--- START ---
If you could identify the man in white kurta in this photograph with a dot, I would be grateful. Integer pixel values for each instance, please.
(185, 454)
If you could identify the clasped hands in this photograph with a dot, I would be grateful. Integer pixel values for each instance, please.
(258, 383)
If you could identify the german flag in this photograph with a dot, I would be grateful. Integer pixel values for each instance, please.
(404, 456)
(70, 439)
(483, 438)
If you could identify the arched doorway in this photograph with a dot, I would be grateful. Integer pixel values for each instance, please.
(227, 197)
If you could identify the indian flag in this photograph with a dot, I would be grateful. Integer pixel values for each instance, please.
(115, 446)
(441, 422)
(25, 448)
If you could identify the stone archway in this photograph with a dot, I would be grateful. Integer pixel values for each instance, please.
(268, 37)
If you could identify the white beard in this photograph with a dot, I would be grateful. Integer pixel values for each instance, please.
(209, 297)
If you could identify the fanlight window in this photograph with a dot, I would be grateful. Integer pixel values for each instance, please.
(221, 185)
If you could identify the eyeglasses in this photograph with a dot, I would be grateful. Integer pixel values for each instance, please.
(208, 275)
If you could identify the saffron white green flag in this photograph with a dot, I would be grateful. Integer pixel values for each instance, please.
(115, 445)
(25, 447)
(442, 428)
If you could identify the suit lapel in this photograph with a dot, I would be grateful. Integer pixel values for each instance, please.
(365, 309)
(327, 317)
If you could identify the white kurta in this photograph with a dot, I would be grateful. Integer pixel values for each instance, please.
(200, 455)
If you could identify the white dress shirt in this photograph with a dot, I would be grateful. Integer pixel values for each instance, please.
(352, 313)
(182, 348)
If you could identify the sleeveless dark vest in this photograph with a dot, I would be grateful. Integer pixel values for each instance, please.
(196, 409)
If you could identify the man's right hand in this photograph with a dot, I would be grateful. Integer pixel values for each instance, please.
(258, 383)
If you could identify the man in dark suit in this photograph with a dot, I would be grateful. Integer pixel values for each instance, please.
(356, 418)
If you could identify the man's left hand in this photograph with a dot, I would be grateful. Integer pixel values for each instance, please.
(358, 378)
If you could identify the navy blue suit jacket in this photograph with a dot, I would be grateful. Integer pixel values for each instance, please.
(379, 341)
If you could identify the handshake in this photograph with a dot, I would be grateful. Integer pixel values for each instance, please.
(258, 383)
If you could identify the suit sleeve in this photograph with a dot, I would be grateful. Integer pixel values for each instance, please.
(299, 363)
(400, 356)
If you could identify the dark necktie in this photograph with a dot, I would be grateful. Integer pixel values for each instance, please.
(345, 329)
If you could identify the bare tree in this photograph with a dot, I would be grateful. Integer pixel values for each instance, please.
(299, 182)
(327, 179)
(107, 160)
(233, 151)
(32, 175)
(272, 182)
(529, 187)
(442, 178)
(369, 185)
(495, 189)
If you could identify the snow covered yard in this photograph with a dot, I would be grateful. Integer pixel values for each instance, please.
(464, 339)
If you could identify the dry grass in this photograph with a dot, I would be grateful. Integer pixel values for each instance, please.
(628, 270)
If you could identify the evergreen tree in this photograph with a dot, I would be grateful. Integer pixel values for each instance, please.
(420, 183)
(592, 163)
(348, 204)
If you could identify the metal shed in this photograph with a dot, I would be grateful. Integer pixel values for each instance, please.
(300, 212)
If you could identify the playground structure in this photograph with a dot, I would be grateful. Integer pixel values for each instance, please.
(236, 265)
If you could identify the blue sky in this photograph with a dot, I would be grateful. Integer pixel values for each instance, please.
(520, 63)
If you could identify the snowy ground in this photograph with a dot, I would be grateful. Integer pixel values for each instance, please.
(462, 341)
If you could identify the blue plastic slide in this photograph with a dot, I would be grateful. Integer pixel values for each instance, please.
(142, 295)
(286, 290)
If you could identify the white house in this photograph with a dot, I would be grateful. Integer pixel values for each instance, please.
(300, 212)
--- END ---
__WORK TO COMPLETE__
Restate the records, all of them, precisely as written.

__THE ANSWER__
If you could identify the man in white kurta in this photograph with a dot, I would be grateful. Integer pixel values for each instance, please.
(185, 454)
If you could identify the clasped hands in this photograph with a dot, I would be grateful. Integer pixel values for each instance, please.
(258, 383)
If you could identify the german flag in this photograph with a dot, I would be grateful. Integer pixel values for each instance, please.
(404, 456)
(70, 439)
(483, 438)
If you could identify the arched doorway in this photograph with a dot, I would be grateful. Integer pixel values for each instance, please.
(227, 197)
If you could identify the indian flag in this photograph with a dot, I would be grateful. Integer pixel values for each instance, please.
(115, 446)
(441, 422)
(25, 448)
If you could identify the stone archway in this photograph with a dot, I would be grateful. Integer pixel values for each instance, please.
(268, 37)
If you could identify the white beard in this photograph with a dot, I would be grateful. Integer pixel values for each instance, please.
(209, 297)
If you could identify the fanlight window in this photograph with a dot, I would be grateful. Integer pixel values for each instance, please.
(221, 185)
If you could identify the eyeglasses in this photograph with a dot, I would be grateful. Integer pixel values for each instance, please.
(208, 275)
If you could identify the saffron white green flag in this photograph with a dot, I would be grateful. Integer pixel values for each instance, please.
(115, 445)
(25, 447)
(442, 428)
If you could identify the suit lapel in this photograph with a dot, I would be grateful. Integer pixel values for each instance, please.
(365, 309)
(327, 317)
If you could identify the white kurta in this photograph with a dot, I would be grateful. Integer pixel values for each instance, please.
(200, 455)
If you could identify the white dress shirt in this photograph with a dot, I would be grateful. Integer pixel values for each instance, please.
(352, 313)
(182, 348)
If you could identify the sleeveless dark vest in this photograph with a dot, I would be grateful. Integer pixel values for each instance, please.
(196, 409)
If you could identify the man's right hand in this photograph with a dot, I would be grateful. Integer pixel values for each instance, please.
(258, 383)
If you could identify the man in dark suit in this photograph with a dot, I would be grateful. Integer pixel values for each instance, please.
(356, 418)
If you could identify the man's left hand in this photograph with a dot, I would be grateful. Integer pixel values for each instance, please.
(358, 378)
If you could identify the navy blue suit jacket in this photograph with a dot, I would be grateful. Integer pixel values for each instance, please.
(379, 341)
If you could identify the handshake in this photograph with a dot, I would be grateful. Integer pixel values for each instance, please.
(258, 383)
If you could identify the suit sleeve in this photograph with a dot, I would be grateful. Integer pixel values for each instance, please.
(299, 363)
(400, 356)
If you could identify the dark necktie in this photograph with a dot, I would be grateful. Integer pixel values for each instance, please.
(345, 329)
If you could identify the bare tree in this photograph with a dot, I would be grateful. Integer pixel values for each instance, please.
(299, 182)
(327, 179)
(107, 160)
(233, 151)
(32, 175)
(272, 182)
(529, 187)
(442, 178)
(369, 185)
(495, 189)
If you could identify the snow covered yard in this photograph with a dot, I would be grateful. Integer pixel values for each instance, please.
(464, 339)
If you could identify the dry grass in this photograph with a dot, I would be grateful. Integer pixel values for each instance, please.
(628, 270)
If you could identify the evergreen tree in this photograph with a dot, I would be grateful. Integer pixel values for each instance, please.
(420, 183)
(592, 163)
(348, 204)
If you could identify the metal shed in this photograph with a dot, I would be grateful. Integer pixel values for each instance, please.
(300, 212)
If you could identify the playground structure in this photograph with a dot, I would be grateful. Integer pixel values for each instance, please.
(236, 265)
If you could identify the blue sky in this photograph with a dot, I would be grateful. Integer pixel values for each instance, please.
(520, 63)
If you could identify the snowy ground in this photograph with a dot, I would be grateful. Integer pixel values for each instance, please.
(462, 341)
If you could identify the blue plastic slide in this photograph with a dot, I would be grateful. Integer pixel values for each instance, please.
(142, 295)
(286, 290)
If you could identify the white house in this photograph with a dot, I would be grateful. Integer pixel values for each instance, please.
(300, 212)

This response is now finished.